• _What you have to do_: Give the count of lines in the entries below that contain the string "octagonal", and only that count.

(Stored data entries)
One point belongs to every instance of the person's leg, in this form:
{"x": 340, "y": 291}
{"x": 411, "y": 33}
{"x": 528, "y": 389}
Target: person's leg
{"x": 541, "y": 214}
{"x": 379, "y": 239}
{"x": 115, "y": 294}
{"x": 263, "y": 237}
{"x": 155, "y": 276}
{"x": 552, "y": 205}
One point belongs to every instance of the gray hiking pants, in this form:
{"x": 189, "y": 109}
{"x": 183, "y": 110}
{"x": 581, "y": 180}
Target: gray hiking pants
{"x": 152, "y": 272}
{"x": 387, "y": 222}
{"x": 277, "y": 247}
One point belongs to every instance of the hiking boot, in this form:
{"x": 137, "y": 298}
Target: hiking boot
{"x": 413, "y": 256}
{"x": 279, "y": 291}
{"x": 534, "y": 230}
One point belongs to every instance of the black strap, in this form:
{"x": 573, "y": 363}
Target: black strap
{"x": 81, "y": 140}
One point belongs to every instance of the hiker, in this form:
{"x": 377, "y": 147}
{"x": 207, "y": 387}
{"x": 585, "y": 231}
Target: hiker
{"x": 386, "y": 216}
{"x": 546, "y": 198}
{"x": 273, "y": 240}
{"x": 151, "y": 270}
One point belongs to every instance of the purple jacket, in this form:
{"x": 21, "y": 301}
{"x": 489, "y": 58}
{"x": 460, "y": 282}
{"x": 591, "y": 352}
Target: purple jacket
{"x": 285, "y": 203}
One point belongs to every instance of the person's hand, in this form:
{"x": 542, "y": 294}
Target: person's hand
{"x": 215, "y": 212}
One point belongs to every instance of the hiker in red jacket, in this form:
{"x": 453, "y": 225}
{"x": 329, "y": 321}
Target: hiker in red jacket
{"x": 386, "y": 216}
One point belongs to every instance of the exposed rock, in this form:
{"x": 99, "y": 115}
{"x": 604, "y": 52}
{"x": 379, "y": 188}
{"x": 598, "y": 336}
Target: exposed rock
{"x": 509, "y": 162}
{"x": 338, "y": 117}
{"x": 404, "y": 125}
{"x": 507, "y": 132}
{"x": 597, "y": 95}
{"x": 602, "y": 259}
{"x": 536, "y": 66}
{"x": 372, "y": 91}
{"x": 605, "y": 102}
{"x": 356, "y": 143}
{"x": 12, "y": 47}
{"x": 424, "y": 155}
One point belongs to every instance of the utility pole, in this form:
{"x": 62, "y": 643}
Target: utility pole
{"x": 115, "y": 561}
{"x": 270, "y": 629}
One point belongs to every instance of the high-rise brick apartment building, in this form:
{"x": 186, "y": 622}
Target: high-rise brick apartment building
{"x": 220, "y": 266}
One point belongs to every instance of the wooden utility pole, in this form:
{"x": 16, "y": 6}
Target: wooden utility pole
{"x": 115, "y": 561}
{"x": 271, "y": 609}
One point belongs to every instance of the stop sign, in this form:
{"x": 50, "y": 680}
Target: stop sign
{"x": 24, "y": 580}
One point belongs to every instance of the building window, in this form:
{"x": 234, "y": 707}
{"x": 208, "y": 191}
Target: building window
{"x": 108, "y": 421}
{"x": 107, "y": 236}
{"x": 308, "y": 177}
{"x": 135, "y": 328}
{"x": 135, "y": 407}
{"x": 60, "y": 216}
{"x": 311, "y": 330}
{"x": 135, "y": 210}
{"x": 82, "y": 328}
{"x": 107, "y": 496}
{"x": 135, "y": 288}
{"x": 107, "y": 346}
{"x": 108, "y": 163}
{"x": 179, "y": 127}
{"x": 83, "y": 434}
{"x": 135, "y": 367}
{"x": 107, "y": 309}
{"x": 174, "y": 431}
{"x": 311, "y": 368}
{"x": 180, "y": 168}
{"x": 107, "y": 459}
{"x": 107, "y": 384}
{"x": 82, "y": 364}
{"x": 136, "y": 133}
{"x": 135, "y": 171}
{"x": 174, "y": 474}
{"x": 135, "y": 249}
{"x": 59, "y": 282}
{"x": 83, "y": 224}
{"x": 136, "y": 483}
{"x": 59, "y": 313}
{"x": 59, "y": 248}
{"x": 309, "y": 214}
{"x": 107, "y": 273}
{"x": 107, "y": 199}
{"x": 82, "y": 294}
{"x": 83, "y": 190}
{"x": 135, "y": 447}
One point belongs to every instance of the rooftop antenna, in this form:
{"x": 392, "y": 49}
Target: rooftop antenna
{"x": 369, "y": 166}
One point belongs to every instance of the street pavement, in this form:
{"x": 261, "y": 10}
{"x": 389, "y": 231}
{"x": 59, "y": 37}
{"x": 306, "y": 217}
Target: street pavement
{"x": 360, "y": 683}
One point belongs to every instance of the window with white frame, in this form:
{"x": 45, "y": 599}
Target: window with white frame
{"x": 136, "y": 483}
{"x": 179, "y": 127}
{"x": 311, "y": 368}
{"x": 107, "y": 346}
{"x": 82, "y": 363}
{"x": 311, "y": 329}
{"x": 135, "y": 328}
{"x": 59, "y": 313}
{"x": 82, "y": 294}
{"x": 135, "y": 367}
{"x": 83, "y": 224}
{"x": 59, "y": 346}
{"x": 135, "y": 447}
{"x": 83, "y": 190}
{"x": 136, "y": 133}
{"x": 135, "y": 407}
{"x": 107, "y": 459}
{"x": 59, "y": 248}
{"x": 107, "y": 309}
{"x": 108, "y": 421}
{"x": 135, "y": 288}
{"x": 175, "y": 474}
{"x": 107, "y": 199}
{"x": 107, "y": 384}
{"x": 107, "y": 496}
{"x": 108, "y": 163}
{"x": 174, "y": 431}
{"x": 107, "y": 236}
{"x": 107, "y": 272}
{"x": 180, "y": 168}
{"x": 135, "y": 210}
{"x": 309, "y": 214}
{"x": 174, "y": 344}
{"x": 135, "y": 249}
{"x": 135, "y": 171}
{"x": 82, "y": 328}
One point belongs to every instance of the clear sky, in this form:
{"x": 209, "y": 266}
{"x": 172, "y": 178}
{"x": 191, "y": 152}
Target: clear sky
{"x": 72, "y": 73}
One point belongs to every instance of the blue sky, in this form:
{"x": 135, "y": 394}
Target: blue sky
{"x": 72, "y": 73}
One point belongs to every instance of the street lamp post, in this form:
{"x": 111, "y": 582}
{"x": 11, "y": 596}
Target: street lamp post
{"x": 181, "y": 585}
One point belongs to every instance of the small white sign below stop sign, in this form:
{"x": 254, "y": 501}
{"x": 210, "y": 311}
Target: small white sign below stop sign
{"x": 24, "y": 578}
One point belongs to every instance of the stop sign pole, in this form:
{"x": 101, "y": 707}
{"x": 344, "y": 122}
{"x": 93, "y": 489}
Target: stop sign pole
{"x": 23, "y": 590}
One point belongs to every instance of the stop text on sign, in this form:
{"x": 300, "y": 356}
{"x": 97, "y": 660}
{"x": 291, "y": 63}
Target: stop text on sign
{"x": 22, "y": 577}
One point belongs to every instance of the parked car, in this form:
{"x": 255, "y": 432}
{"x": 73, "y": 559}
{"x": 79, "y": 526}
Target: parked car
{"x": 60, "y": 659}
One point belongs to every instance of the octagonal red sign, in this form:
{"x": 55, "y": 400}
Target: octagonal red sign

• _Solved exercise_: 2